### Fonte
============================================================

A memória da hiperinflação, contudo, mostra-se difusa mesmo nas gerações contemporâneas ao Plano Real. Entre os que ouviram falar, 37% lembram o que é hiperinflação e 33% não lembram. Essa lembrança e o conhecimento sobre hiperinflação (“já ouviu falar e lembra o que é”) são maiores nas faixas a partir de 45 anos (45 a 59 anos: 45%; 60 anos ou mais: 46%), e menores entre os mais jovens (18 a 24 anos: 26%; 25 a 44 anos: 33%)

O levantamento mostra que, mesmo com a economia estabilizada, quase metade dos brasileiros (47%) avalia que o Brasil vive atualmente uma inflação alta ou muito alta.

Perguntados sobre qual a taxa acumulada da inflação em 2023, um terço dos entrevistados (34%) acham que é maior do que efetivamente é. Um quarto (26%) indica um número entre “3% e 5%”, próximo à projeção do último Boletim Focus para o IPCA (4,51%), divulgada pelo Banco Central.

“A Inflação é um imposto perverso, atinge as famílias, dificulta o cálculo empresarial, eleva o risco da economia, tira a previsibilidade do investimento de longo prazo, reduz o consumo de bens e serviços e, particularmente, penaliza as camadas mais baixas da população. A notícia boa desse levantamento é que, felizmente o brasileiro compreendeu a importância de combater a inflação e manter os preços estáveis”, diz Isaac Sidney, presidente da Febraban, que alerta: “Mas a inflação é um gato de sete vidas: ela precisa ser controlada, pois volta quando baixamos a guarda.”

“O Plano Real e o Bolsa Família são vistos como as duas principais marcas da economia brasileira na Nova República. O que significa que a estabilidade da moeda juntamente com as políticas sociais são ambas valorizadas como as mais relevantes alavancas do nosso desenvolvimento, avalia o sociólogo e cientista político Antonio Lavareda, presidente do Conselho Científico do IPESPE.

CONHECIMENTO E OPINIÃO SOBRE O PLANO REAL

Bolsa Família e Plano Real disputam o primeiro lugar como programas mais importantes para a economia brasileira nas últimas décadas, em uma lista de doze programas ou ações reconhecidas por especialistas como relevantes para o desenvolvimento econômico e social do país:

26% – Bolsa Família

23% – Plano Real

15% – Abertura da economia para o comércio internacional

9% – Auxílio Emergencial

5% – Entrada do Brasil no BRICS

3% – Lei de Responsabilidade Fiscal

3% – Descoberta do Pré-Sal

2% – Reforma Trabalhista

2% – Reforma da Previdência

2% – Reforma Tributária

2% – Programa de Aceleração do Crescimento, PAC

1% – Programa de privatização das telecomunicações, energia e siderurgia1% – Nenhum 6% – NS/NR

CRUZEIRO X REAL

Enquanto o Cruzeiro é a moeda mais lembrada em associação aos períodos de maiores taxas inflacionárias no país, o Real aparece consolidado no imaginário da população como a moeda que marcou a estabilidade da economia.

============================================================

### Entradas armazenadas
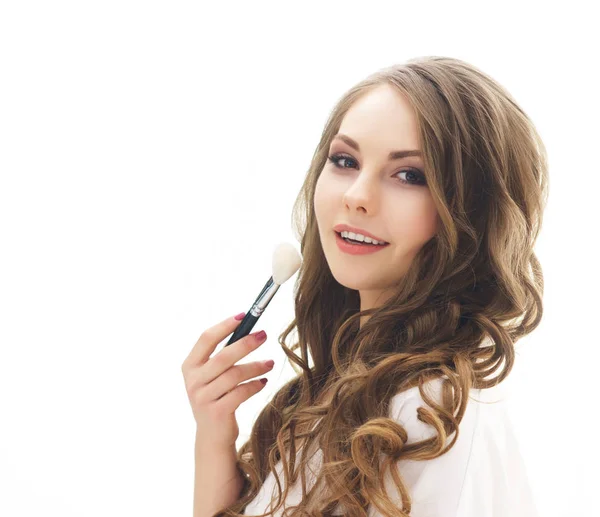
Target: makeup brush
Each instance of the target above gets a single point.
(286, 261)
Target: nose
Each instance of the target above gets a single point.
(363, 194)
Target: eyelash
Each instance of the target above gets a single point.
(336, 157)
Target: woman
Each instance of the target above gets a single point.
(435, 160)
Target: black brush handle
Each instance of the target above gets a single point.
(247, 324)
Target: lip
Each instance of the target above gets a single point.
(357, 249)
(346, 228)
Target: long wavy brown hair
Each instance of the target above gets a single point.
(470, 293)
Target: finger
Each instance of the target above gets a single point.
(208, 341)
(232, 378)
(226, 358)
(232, 400)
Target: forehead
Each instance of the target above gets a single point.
(382, 118)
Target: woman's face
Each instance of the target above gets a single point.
(386, 197)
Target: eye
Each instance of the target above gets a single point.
(416, 174)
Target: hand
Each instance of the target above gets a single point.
(213, 383)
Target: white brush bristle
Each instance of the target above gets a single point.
(286, 261)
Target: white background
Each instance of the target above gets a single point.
(150, 154)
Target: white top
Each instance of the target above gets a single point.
(483, 475)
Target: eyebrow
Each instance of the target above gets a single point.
(394, 155)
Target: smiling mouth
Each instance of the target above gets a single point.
(358, 243)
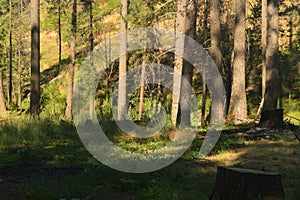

============================================================

### Exercício proposto 1
Segundo a fonte, que percentual dos brasileiros considera que o Brasil vive atualmente uma inflação alta ou muito alta?
### Exercício proposto 2
Transcreva da fonte, sem nenhuma alteração, o trecho que vai de "A memória da" até "ou muito alta.".

### Resposta à tarefa 1
47% dos brasileiros.

### Resposta à tarefa 2
A memória da hiperinflação, contudo, mostra-se difusa mesmo nas gerações contemporâneas ao Plano Real. Entre os que ouviram falar, 37% lembram o que é hiperinflação e 33% não lembram. Essa lembrança e o conhecimento sobre hiperinflação (“já ouviu falar e lembra o que é”) são maiores nas faixas a partir de 45 anos (45 a 59 anos: 45%; 60 anos ou mais: 46%), e menores entre os mais jovens (18 a 24 anos: 26%; 25 a 44 anos: 33%)

O levantamento mostra que, mesmo com a economia estabilizada, quase metade dos brasileiros (47%) avalia que o Brasil vive atualmente uma inflação alta ou muito alta.